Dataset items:
######

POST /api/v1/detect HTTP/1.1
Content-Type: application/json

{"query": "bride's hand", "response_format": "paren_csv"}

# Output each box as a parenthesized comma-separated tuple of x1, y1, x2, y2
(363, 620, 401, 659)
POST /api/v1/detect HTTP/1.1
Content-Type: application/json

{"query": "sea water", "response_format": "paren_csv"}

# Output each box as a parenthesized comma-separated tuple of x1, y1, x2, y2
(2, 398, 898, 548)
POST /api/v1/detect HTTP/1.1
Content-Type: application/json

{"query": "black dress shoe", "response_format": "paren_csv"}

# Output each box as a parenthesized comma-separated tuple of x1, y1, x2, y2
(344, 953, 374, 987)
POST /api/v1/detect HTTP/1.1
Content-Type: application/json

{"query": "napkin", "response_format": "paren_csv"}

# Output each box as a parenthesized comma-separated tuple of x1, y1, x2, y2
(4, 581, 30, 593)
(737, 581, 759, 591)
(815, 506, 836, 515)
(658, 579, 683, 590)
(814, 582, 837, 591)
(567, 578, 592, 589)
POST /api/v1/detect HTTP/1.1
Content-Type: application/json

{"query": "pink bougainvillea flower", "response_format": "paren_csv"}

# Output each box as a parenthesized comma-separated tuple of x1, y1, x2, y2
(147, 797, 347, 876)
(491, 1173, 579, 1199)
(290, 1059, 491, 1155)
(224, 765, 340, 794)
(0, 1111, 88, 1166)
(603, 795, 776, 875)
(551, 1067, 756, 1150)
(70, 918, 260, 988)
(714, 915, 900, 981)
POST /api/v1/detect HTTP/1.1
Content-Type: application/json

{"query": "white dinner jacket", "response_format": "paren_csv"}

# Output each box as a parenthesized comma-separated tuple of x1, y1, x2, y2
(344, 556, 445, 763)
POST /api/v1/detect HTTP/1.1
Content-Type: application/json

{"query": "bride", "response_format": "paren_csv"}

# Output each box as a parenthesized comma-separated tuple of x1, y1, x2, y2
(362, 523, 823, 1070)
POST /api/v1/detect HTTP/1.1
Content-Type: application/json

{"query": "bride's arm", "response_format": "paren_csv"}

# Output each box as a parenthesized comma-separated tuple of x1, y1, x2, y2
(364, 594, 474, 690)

######

_WHAT YOU ARE ASKED TO DO:_
The records above are to be written out again word for word.

_YOUR SOLUTION:_
POST /api/v1/detect HTTP/1.1
Content-Type: application/json

{"query": "bride's hand", "response_format": "paren_csv"}

# Output each box as a parenthesized comma-separated tuple of x1, y1, x2, y2
(363, 620, 401, 659)
POST /api/v1/detect HTTP/1.1
Content-Type: application/json

{"query": "sea water", "response_format": "paren_csv"}

# Output each box as a parenthesized comma-separated tuple of x1, y1, x2, y2
(2, 398, 898, 548)
POST /api/v1/detect HTTP/1.1
Content-Type: application/json

{"query": "black dress shoe", "response_format": "paren_csv"}

# Output each box as a parenthesized comma-separated tuple of x1, y1, x2, y2
(344, 953, 374, 987)
POST /api/v1/detect HTTP/1.1
Content-Type: application/json

{"query": "napkin", "response_format": "paren_csv"}

# Output each box as a parenthesized comma-separated tuple of x1, y1, x2, y2
(4, 581, 30, 593)
(737, 581, 759, 591)
(815, 506, 836, 515)
(658, 579, 683, 590)
(814, 582, 837, 591)
(567, 578, 592, 589)
POST /api/v1/detect HTTP/1.1
Content-Type: application/json

{"query": "pink bougainvillea flower", "response_format": "paren_csv"}

# Output each box as a parenthesized comma-separated tuple of x1, y1, x2, y2
(147, 797, 347, 876)
(491, 1173, 579, 1199)
(290, 1059, 491, 1155)
(224, 765, 340, 794)
(0, 1111, 88, 1166)
(603, 795, 776, 875)
(551, 1067, 756, 1150)
(70, 918, 260, 988)
(714, 915, 900, 981)
POST /api/v1/detect HTTP/1.1
Content-Type: application/json

{"query": "white dinner jacket", "response_format": "paren_csv"}

# Output each box as a parenthesized comma-separated tuple of x1, y1, x2, y2
(344, 556, 445, 763)
POST /api/v1/detect HTTP/1.1
Content-Type: application/json

{"query": "bride", "response_format": "paren_csv"}

# Output each box as a parenthesized comma-separated tuple of x1, y1, x2, y2
(362, 523, 823, 1070)
POST /api/v1/detect HTTP/1.1
Content-Type: application/json

{"query": "bride's arm", "response_format": "paren_csv"}

# Output each box as a parenthesized comma-separated tuple of x1, y1, x2, y2
(364, 594, 474, 690)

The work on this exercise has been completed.